◆ SUPPLIED RECORDS ◆

+++

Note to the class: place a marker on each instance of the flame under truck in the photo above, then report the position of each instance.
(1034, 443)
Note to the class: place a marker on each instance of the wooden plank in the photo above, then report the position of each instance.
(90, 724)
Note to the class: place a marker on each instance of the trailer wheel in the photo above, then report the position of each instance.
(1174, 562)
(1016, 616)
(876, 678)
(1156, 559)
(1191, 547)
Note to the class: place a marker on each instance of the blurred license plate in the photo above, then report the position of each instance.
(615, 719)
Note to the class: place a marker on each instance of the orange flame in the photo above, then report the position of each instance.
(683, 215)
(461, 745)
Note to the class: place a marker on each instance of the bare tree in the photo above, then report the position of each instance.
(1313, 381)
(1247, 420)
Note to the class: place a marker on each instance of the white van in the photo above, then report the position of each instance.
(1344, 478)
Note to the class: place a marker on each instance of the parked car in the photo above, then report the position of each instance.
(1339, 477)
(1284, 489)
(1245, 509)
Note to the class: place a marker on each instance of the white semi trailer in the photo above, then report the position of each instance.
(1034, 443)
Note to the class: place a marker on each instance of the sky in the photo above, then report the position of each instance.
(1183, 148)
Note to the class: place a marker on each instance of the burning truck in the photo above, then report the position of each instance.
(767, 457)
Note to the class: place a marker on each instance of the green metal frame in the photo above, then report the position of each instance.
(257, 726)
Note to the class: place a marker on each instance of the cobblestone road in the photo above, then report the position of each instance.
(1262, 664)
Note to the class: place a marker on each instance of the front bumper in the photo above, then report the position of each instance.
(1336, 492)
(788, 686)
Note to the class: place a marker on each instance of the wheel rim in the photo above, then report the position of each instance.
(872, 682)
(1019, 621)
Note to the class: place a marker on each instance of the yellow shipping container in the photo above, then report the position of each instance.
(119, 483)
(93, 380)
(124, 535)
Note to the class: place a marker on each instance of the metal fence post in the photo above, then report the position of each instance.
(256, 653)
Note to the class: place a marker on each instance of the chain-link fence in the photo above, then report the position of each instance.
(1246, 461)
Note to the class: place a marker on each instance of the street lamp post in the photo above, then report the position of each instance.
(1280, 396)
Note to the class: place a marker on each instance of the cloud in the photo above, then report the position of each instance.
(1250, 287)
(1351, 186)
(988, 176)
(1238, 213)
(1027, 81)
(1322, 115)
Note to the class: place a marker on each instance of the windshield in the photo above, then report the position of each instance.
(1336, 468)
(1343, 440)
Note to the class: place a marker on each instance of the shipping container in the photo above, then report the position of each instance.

+++

Return the records above verbatim, in their entirety.

Note to the class: place a marker on each instance of the flame under truck in the photo above, then report the position of each instance.
(1034, 443)
Note to the class: place a marker on each instance of the wooden plank in the photo above, then report the position of each instance.
(90, 724)
Note to the class: place a marker on each instance of the trailer wheel in the photo above, then report the position of each instance.
(1174, 562)
(1016, 616)
(876, 678)
(1156, 559)
(1191, 547)
Note to the class: place a marker on each instance of the blurred license plate in the photo above, then report the position of each instance.
(615, 719)
Note to the class: place a marker on each instance of the orange flame in the photo above, then report the position of each instance.
(683, 215)
(461, 745)
Note to the class: place a marker on each instance of the bare tree in the photo above, then report the position of each instance.
(1313, 381)
(1247, 420)
Note to the class: place a marker on each instance of the white van in the photo above, then report the position of each instance.
(1344, 478)
Note to the class: place a marker on each instance of the parked car in the photo above, then report the position of each instance.
(1339, 477)
(1284, 489)
(1245, 509)
Note to the class: place a marker on each instance of the white semi trailer in the photo above, then report the position of each instance.
(1034, 443)
Note to the class: place a marker on each instance of the sky in the photo above, then report the position of each instance.
(1183, 148)
Note to the class: place a marker on each instance of the burning truck in the photo above, then report the position of each instance.
(767, 457)
Note to the class: place a marker on each instance of the green metal frame in the photo above, then report the position of each instance.
(257, 726)
Note to the class: place a marker on each instance of the cobblestone road in the photo above, then report the position of each instance.
(1262, 664)
Note to the class: place a marker on each instance of the front bumper in the photo above, then report the position of each instance.
(1336, 492)
(788, 686)
Note to the class: place a marker on each instance of the wheel rim in the photo above, then report the position of each instance.
(872, 682)
(1019, 621)
Note to the class: place a marker on each instance of the yellow shipping container in the photo above, then report the position of each instance.
(119, 483)
(93, 380)
(124, 535)
Note to the class: place a marker on each instance of the metal fence post in the photo above, then report the position of each instance.
(256, 653)
Note to the class: place a marker on each instance of the chain-link fence in the photo above, then report the position of each instance.
(1246, 461)
Note to the class: place a marker on each instance of the street lamp post in the photo above, then report the position of each instance.
(1280, 396)
Note to the class: place a marker on each instance of the cloud in the photo above, then report the position of each instance.
(1250, 287)
(1351, 186)
(988, 176)
(1238, 213)
(1027, 81)
(1322, 115)
Note to the class: place a marker on each instance of the windshield in the photo above, then report the position of each instance.
(1336, 468)
(1343, 440)
Note to the class: place a marker on each instance of the shipping container in the photo above, then report the position of each instance.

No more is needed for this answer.